AIM
Reproduce the data below verbatim, line for line.

---------- ENTRIES SHOWN

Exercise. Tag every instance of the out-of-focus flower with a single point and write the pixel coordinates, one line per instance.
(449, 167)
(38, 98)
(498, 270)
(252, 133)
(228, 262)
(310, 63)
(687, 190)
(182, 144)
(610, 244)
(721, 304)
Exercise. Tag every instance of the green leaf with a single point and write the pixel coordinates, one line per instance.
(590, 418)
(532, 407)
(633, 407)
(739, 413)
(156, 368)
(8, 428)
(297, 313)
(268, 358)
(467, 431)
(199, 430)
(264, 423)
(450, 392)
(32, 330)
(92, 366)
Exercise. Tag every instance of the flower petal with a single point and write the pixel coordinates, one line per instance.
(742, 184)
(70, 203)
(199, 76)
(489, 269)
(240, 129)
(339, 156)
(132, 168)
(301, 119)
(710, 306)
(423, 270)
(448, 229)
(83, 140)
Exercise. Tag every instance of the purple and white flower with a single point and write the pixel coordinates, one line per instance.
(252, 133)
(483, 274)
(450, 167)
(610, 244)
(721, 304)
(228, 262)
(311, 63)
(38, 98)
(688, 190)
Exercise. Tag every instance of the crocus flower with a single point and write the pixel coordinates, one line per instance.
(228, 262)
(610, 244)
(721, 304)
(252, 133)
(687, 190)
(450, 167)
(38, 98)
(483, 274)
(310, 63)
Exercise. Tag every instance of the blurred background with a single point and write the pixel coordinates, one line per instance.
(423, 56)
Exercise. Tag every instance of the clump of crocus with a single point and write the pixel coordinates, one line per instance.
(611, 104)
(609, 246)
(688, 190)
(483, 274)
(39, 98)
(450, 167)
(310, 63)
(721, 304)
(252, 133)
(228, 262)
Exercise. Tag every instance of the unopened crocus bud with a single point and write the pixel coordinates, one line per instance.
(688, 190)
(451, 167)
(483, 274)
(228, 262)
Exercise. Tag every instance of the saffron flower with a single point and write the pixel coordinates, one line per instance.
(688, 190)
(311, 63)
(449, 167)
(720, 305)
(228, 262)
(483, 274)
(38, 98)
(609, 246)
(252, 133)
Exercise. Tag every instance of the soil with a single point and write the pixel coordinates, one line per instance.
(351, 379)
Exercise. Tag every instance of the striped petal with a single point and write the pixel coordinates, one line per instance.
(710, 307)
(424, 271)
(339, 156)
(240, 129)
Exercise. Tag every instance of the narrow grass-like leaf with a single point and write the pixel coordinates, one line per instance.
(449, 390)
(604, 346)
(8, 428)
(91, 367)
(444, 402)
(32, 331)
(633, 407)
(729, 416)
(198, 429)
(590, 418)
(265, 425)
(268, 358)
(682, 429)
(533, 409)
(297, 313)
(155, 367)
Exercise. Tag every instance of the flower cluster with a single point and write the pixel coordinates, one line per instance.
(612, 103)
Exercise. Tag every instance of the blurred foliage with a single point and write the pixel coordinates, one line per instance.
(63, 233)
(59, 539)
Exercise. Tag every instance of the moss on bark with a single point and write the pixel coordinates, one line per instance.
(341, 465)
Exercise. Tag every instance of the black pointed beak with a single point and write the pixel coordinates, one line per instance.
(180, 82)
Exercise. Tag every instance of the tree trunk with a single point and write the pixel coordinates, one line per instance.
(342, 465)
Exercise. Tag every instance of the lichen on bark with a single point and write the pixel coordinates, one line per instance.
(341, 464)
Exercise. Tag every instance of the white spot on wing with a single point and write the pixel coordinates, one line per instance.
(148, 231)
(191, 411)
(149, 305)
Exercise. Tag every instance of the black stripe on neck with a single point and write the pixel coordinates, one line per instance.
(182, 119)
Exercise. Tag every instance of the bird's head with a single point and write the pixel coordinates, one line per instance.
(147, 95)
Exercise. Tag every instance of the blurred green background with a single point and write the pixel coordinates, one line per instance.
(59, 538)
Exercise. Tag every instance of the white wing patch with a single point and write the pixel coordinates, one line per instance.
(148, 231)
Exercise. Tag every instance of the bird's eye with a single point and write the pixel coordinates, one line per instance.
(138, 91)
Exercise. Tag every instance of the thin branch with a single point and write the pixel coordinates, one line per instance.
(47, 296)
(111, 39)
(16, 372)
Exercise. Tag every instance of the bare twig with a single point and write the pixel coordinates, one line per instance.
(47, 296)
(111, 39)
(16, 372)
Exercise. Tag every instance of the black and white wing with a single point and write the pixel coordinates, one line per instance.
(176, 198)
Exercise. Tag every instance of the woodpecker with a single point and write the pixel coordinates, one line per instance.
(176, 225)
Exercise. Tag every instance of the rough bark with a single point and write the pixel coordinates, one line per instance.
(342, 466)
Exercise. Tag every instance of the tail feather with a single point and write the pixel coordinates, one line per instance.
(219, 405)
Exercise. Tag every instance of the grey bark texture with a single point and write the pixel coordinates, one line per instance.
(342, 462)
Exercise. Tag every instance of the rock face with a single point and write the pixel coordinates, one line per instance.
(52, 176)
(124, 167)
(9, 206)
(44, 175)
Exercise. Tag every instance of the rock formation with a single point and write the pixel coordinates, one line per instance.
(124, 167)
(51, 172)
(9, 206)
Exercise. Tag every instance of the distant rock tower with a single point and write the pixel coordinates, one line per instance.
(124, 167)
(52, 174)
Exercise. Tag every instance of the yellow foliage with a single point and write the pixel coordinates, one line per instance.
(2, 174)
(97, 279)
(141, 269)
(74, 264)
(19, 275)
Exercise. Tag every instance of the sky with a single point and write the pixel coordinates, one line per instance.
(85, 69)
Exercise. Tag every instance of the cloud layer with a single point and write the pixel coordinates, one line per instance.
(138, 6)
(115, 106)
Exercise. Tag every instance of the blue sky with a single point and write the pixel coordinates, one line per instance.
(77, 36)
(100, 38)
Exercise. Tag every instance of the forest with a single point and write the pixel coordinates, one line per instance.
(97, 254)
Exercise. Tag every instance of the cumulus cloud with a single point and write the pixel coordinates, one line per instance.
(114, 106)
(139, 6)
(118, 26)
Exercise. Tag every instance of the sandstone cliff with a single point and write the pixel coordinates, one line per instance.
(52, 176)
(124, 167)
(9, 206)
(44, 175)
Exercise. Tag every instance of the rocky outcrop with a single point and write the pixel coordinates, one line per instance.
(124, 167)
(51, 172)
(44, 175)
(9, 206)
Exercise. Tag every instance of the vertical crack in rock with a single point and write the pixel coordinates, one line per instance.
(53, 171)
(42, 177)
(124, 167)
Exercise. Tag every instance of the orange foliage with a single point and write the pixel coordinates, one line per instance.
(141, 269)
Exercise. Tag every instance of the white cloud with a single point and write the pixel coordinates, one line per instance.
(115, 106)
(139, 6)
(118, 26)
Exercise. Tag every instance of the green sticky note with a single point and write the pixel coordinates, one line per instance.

--------------------

OUTPUT
Exercise. Tag every instance of the out-of-focus flower with a single point and write the pixel coordinates, one line per instance.
(449, 167)
(38, 98)
(498, 270)
(252, 133)
(228, 262)
(310, 63)
(687, 190)
(182, 144)
(610, 244)
(721, 304)
Exercise. Tag every instance of the green leaf with a single point and write the pixel coordinates, one line per instance.
(590, 418)
(532, 407)
(633, 407)
(739, 413)
(156, 368)
(8, 428)
(297, 313)
(268, 358)
(467, 431)
(199, 430)
(264, 423)
(450, 392)
(32, 330)
(92, 366)
Exercise. Tag every instance of the flower petal with a single point and write the pixel coordinates, one line per instance.
(742, 184)
(70, 203)
(199, 76)
(489, 269)
(240, 129)
(339, 156)
(132, 168)
(301, 119)
(710, 306)
(423, 270)
(448, 229)
(83, 140)
Exercise. Tag every instance of the purple and white flower with a single point and write the pixel coordinates, one line per instance.
(252, 133)
(483, 274)
(450, 167)
(610, 244)
(721, 304)
(228, 262)
(311, 63)
(38, 98)
(688, 190)
Exercise. Tag every instance of the crocus flower with a single point and write the pixel coordinates, one line per instance.
(228, 262)
(610, 244)
(721, 304)
(252, 133)
(687, 190)
(450, 167)
(38, 98)
(483, 274)
(310, 63)
Exercise. Tag every instance of the blurred background with a single point and write the pixel coordinates, one line per instance.
(423, 56)
Exercise. Tag every instance of the clump of crocus with a single point and write the pixel coordinates, one line per instance.
(611, 104)
(609, 246)
(688, 190)
(483, 274)
(39, 98)
(450, 167)
(310, 63)
(721, 304)
(252, 133)
(228, 262)
Exercise. Tag every instance of the unopened crocus bud with a single point and write the pixel coordinates, one line per instance.
(688, 190)
(451, 167)
(483, 274)
(228, 262)
Exercise. Tag every instance of the saffron flower with a single point and write the pixel coordinates, one line per instance.
(688, 190)
(311, 63)
(449, 167)
(720, 305)
(228, 262)
(483, 274)
(38, 98)
(609, 246)
(252, 133)
Exercise. Tag every instance of the soil with a single point and write the pixel coordinates, one line per instance.
(351, 379)
Exercise. Tag every instance of the striped petal with a single point and write the pixel coordinates, one line per instance.
(710, 307)
(424, 271)
(339, 156)
(240, 129)
Exercise. Tag every instance of the narrow grass-like leaf with a single point and write the pixel coordinates, one line per instance.
(449, 390)
(604, 346)
(8, 428)
(91, 367)
(444, 402)
(32, 331)
(633, 407)
(729, 416)
(198, 429)
(590, 418)
(265, 425)
(268, 358)
(682, 429)
(533, 409)
(297, 313)
(155, 367)
Exercise. Tag every instance of the flower cluster with a single point and write the pixel coordinates, one line per instance.
(612, 103)
Exercise. Tag every instance of the blurred foliage with a single point and write the pixel coordinates, one line per instance.
(63, 233)
(59, 539)
Exercise. Tag every instance of the moss on bark with a single point and write the pixel coordinates, one line per instance.
(341, 465)
Exercise. Tag every instance of the black pointed beak with a single point and write the pixel coordinates, one line per instance.
(180, 82)
Exercise. Tag every instance of the tree trunk with a single point and write the pixel coordinates, one line per instance.
(342, 465)
Exercise. Tag every instance of the lichen on bark with a single point and write the pixel coordinates, one line per instance.
(341, 464)
Exercise. Tag every instance of the white spot on wing with a single point and write the pixel coordinates, one line per instance.
(148, 231)
(191, 411)
(149, 305)
Exercise. Tag every instance of the black stripe on neck with a single point and write the pixel coordinates, one line per instance.
(182, 119)
Exercise. Tag every instance of the bird's head with a single point and write the pixel coordinates, one line per instance.
(147, 95)
Exercise. Tag every instance of the blurred green background with a single point and write the pixel coordinates, one line per instance.
(59, 538)
Exercise. Tag every instance of the white wing patch with a single point and write the pixel coordinates, one line per instance.
(148, 231)
Exercise. Tag every instance of the bird's eye with a single point and write the pixel coordinates, one line per instance.
(138, 91)
Exercise. Tag every instance of the thin branch with a single point and write the pixel coordinates, one line per instance.
(47, 296)
(111, 39)
(16, 372)
Exercise. Tag every instance of the bare twig with a single point and write the pixel coordinates, one line per instance.
(47, 296)
(111, 39)
(16, 372)
Exercise. Tag every instance of the black and white wing with a single point and write the pixel coordinates, one line per instance.
(176, 198)
Exercise. Tag every instance of the woodpecker with a single point and write the pixel coordinates, one line per instance.
(176, 225)
Exercise. Tag every instance of the rough bark with a single point and write the pixel coordinates, one line per instance.
(342, 466)
Exercise. Tag every instance of the tail feather with a single point and write the pixel coordinates, one line per instance.
(219, 405)
Exercise. Tag every instance of the grey bark texture with a single point and write the pixel coordinates, one line per instance.
(342, 462)
Exercise. Tag every instance of the rock face with a single point and write the pixel coordinates, one line per instance.
(52, 176)
(124, 167)
(9, 206)
(44, 175)
Exercise. Tag every instance of the rock formation with a single point and write the pixel coordinates, one line per instance.
(124, 167)
(51, 172)
(9, 206)
Exercise. Tag every instance of the distant rock tower with a single point and write the pixel coordinates, one line per instance.
(124, 167)
(52, 174)
Exercise. Tag every instance of the yellow foliage with a single point and write the pixel coordinates, one line per instance.
(2, 174)
(97, 279)
(141, 269)
(74, 264)
(19, 275)
Exercise. Tag every instance of the sky with a single point and write the pixel coordinates, one line per instance.
(85, 69)
Exercise. Tag every instance of the cloud layer with a single point and write the pixel coordinates, one line per instance.
(138, 6)
(115, 106)
Exercise. Tag every instance of the blue sky with a single point and write the pixel coordinates, one line per instance.
(77, 36)
(100, 38)
Exercise. Tag every instance of the forest with a single point and write the pixel coordinates, one line per instance.
(97, 254)
Exercise. Tag every instance of the cumulus cloud with a single point and write the pixel coordinates, one line per instance.
(114, 106)
(139, 6)
(118, 26)
Exercise. Tag every instance of the sandstone cliff with a single point and write the pixel coordinates, one line per instance.
(52, 176)
(124, 167)
(9, 206)
(44, 175)
Exercise. Tag every instance of the rocky outcrop with a single point and write the pixel coordinates, one line per instance.
(124, 167)
(51, 172)
(44, 175)
(9, 206)
Exercise. Tag every instance of the vertical crack in rock with a single point and write the pixel coordinates, one line per instance.
(53, 171)
(42, 177)
(124, 167)
Exercise. Tag every instance of the orange foliage with a single point and write the pixel coordinates, one line per instance.
(141, 269)
Exercise. Tag every instance of the white cloud with a single point and write the pixel coordinates, one line per instance.
(115, 106)
(139, 6)
(118, 26)
Exercise. Tag every instance of the green sticky note with a single point and write the pixel coordinates, one line per instance.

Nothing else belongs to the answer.